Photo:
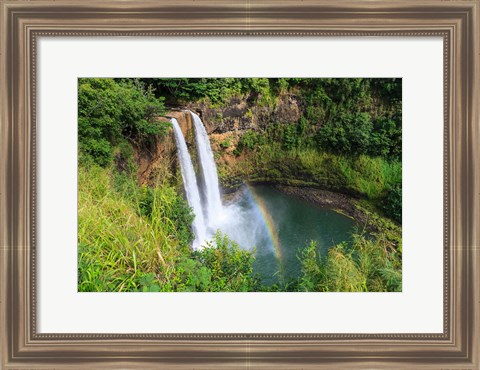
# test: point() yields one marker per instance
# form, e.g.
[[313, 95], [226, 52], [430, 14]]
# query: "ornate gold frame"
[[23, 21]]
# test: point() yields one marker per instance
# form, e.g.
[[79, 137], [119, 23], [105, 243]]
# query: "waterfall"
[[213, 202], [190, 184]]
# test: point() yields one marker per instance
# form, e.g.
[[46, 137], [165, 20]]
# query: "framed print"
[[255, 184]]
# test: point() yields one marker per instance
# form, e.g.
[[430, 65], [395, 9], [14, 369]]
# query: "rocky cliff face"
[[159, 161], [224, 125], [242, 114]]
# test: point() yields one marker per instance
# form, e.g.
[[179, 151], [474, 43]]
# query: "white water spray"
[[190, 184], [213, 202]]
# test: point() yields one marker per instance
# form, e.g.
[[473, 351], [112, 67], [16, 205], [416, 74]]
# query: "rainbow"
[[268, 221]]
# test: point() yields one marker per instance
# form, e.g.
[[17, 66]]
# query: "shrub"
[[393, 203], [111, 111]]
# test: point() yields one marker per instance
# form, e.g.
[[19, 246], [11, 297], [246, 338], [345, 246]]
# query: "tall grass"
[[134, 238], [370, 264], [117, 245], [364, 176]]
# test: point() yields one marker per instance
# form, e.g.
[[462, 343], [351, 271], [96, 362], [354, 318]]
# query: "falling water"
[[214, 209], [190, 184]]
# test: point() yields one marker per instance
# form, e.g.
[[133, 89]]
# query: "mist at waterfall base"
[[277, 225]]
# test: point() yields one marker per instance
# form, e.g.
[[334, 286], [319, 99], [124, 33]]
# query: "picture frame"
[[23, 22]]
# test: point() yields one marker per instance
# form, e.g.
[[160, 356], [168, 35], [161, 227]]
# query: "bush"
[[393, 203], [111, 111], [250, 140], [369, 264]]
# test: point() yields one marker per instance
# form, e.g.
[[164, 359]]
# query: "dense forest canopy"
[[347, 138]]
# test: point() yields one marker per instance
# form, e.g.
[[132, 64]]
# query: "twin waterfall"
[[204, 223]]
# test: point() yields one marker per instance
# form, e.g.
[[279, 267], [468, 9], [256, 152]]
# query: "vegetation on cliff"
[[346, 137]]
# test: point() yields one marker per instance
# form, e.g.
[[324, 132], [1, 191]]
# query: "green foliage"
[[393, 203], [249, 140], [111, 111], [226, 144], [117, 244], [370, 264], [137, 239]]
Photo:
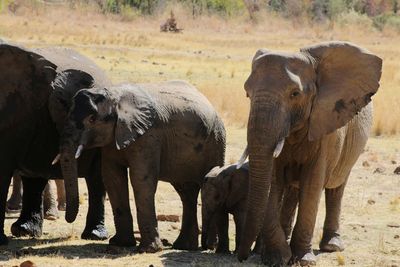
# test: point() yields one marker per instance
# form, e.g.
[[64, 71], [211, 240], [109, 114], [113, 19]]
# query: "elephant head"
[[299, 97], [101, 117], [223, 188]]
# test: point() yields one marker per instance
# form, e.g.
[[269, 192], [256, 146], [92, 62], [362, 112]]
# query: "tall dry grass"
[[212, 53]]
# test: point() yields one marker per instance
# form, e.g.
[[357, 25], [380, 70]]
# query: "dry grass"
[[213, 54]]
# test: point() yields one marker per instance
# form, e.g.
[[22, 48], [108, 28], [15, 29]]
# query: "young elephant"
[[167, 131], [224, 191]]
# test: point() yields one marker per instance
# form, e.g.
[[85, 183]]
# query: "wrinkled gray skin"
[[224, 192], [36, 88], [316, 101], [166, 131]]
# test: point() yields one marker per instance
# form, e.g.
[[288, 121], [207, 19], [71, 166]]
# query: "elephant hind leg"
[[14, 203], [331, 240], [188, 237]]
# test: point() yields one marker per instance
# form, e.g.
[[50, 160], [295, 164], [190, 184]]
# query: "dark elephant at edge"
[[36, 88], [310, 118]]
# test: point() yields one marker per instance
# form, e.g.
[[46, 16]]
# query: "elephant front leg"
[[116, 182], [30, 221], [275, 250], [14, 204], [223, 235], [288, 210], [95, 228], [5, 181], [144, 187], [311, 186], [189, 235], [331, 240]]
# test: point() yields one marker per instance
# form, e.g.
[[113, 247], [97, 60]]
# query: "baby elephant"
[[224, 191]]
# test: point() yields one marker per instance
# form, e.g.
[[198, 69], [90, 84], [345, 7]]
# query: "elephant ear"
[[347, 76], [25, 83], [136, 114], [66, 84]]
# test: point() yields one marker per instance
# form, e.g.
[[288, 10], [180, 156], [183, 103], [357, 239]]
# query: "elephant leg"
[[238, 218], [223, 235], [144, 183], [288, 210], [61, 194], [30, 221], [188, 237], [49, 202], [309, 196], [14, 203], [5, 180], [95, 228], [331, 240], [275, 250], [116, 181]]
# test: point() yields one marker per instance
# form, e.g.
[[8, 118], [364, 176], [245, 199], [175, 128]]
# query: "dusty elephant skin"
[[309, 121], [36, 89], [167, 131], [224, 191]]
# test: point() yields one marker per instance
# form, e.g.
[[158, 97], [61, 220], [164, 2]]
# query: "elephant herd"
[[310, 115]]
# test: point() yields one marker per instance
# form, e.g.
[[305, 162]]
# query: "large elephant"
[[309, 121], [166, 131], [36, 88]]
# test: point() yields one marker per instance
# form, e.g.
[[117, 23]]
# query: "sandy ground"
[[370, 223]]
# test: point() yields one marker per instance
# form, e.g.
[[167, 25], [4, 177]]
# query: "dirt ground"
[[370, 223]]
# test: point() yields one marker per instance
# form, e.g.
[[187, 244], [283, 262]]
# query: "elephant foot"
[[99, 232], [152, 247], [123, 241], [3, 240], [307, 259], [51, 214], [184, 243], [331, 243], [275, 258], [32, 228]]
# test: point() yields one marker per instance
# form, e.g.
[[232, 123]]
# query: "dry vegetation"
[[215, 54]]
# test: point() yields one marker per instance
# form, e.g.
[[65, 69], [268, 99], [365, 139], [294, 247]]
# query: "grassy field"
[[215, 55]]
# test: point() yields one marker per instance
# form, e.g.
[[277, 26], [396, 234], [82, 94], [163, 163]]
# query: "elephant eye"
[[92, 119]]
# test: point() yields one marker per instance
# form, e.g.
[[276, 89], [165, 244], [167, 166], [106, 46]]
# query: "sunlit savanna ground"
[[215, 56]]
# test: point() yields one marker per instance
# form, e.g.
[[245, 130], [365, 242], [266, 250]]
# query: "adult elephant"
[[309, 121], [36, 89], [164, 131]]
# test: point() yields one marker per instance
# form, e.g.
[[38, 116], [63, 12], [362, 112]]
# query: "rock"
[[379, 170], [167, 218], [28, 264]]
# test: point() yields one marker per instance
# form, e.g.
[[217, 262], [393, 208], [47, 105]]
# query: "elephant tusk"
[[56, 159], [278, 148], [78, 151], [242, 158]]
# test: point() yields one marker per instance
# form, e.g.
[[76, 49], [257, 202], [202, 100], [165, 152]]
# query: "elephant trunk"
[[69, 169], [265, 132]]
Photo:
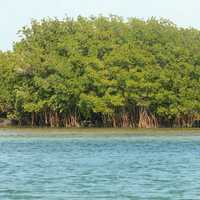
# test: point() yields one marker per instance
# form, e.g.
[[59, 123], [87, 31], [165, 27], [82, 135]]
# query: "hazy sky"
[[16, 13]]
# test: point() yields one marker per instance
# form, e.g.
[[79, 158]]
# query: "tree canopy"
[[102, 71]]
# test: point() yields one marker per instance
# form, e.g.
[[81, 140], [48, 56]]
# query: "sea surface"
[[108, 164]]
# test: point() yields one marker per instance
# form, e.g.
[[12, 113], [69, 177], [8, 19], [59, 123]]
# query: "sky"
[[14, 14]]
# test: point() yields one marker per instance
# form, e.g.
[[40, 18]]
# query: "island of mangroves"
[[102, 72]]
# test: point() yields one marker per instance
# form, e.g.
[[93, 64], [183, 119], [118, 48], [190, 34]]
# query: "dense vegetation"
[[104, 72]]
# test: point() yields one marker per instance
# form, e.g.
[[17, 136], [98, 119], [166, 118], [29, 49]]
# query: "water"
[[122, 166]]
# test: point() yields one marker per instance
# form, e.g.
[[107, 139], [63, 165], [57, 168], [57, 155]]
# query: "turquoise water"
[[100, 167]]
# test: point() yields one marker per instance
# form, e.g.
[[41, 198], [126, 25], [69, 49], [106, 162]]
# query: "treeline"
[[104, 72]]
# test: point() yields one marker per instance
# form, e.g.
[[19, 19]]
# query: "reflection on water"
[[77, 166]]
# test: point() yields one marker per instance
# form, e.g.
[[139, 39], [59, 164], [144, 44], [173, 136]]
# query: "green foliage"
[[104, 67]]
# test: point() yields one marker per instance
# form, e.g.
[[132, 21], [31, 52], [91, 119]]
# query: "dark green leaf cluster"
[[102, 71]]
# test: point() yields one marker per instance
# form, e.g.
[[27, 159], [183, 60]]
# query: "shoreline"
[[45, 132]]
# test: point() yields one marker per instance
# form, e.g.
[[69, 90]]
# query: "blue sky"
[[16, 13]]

* * *

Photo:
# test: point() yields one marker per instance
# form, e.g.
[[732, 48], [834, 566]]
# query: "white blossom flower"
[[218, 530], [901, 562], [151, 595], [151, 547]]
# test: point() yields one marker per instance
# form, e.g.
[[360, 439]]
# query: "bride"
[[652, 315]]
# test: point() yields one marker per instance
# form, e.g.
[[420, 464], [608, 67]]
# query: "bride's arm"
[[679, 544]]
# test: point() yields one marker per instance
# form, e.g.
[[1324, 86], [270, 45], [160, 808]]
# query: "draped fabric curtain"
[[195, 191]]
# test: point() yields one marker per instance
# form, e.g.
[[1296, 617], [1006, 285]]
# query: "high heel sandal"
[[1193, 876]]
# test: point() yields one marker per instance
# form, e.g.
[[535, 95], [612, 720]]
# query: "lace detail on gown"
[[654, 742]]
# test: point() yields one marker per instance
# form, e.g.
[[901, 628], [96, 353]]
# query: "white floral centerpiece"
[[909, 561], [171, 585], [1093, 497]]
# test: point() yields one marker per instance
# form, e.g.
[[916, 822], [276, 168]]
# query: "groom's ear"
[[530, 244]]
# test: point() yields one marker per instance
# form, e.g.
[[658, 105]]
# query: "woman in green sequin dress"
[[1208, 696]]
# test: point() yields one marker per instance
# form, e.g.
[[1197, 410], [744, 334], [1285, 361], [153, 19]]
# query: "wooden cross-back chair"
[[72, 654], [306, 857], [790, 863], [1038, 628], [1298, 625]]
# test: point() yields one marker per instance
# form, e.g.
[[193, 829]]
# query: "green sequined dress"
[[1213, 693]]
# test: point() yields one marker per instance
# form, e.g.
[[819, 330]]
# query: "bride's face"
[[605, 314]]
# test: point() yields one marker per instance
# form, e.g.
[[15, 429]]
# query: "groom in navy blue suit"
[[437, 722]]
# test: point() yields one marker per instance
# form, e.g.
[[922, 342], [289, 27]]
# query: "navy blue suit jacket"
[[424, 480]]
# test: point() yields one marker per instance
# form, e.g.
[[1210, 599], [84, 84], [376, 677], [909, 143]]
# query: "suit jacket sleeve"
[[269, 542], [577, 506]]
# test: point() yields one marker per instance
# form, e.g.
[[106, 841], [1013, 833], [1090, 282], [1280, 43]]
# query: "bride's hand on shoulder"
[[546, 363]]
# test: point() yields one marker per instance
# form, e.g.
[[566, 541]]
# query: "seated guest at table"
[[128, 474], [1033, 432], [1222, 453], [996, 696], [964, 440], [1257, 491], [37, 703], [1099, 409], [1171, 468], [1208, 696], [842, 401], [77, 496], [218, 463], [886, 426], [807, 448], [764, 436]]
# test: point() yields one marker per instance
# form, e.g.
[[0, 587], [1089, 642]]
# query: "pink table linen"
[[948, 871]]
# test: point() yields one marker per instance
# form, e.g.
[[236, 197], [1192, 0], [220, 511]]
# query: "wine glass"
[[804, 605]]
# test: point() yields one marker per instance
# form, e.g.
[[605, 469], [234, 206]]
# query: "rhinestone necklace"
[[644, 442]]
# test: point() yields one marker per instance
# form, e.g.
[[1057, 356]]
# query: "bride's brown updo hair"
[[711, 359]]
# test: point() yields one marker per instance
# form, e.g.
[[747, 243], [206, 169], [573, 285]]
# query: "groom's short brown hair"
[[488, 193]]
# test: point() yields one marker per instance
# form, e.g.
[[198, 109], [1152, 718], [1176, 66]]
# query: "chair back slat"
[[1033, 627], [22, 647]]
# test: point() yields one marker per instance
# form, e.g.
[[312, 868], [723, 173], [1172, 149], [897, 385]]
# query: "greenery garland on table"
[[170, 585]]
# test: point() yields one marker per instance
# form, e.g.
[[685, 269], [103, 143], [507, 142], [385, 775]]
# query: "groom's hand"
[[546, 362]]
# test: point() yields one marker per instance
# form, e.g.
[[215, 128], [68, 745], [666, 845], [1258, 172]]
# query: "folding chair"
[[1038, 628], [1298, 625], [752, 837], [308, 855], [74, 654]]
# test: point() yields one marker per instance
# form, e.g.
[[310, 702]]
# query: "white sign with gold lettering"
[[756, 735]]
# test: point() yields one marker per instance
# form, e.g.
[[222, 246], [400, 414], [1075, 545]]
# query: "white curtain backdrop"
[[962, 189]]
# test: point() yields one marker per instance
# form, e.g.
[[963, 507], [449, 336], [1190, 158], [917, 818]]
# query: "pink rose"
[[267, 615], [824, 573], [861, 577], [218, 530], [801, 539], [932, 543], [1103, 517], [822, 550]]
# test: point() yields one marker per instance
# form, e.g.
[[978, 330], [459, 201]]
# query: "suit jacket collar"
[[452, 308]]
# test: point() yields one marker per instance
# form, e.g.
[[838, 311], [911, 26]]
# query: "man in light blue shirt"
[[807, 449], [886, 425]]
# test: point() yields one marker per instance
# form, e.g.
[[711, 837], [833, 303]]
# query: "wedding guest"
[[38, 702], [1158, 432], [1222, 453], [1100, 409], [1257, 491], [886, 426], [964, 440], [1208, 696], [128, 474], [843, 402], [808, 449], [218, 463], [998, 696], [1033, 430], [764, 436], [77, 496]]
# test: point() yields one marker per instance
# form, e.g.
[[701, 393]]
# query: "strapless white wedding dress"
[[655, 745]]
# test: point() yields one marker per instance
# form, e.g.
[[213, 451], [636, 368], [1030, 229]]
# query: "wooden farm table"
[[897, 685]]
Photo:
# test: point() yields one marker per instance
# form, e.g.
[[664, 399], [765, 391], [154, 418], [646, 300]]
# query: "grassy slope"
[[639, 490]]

• [What the task asks]:
Which lines in the entries above contain the word "hand"? Copy each one in full.

• [Answer to this task]:
# query: "bride's hand on shoulder"
# query: "groom's hand"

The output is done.